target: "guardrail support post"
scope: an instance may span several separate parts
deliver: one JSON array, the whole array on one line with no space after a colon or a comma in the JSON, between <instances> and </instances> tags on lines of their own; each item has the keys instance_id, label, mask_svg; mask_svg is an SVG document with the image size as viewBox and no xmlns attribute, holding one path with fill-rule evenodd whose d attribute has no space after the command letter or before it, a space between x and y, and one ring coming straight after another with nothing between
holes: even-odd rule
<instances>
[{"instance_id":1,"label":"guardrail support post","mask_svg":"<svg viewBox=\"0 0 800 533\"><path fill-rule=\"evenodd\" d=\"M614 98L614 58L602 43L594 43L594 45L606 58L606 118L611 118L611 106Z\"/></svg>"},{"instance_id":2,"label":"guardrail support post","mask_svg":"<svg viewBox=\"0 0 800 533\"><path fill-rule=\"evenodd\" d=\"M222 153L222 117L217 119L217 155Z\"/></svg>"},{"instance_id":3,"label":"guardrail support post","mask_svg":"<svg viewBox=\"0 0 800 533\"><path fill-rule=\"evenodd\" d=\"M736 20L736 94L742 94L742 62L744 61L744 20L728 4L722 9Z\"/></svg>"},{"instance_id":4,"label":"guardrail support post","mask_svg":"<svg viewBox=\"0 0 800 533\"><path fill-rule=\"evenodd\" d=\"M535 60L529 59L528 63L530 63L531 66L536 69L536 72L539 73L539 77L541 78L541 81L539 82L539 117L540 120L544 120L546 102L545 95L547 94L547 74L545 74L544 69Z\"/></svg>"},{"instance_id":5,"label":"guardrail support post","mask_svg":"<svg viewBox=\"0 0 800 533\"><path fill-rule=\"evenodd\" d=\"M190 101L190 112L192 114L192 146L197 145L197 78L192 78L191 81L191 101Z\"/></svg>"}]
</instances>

Aim of the exercise: What you give back should be exactly the lines of the data above from the line with "scope: an instance" through the line with "deliver: one JSON", both of those included, and nothing more.

Finished exercise:
scope: an instance may span several separate parts
deliver: one JSON array, the whole array on one line with no space after a colon or a comma in the JSON, between <instances> and </instances> tags on lines of their own; each item has the keys instance_id, label, mask_svg; mask_svg is an SVG document with the image size as viewBox and no xmlns attribute, holding one path with fill-rule evenodd whose d attribute has no space after the command letter or before it, a space between x and y, and one ring coming straight after another with nothing between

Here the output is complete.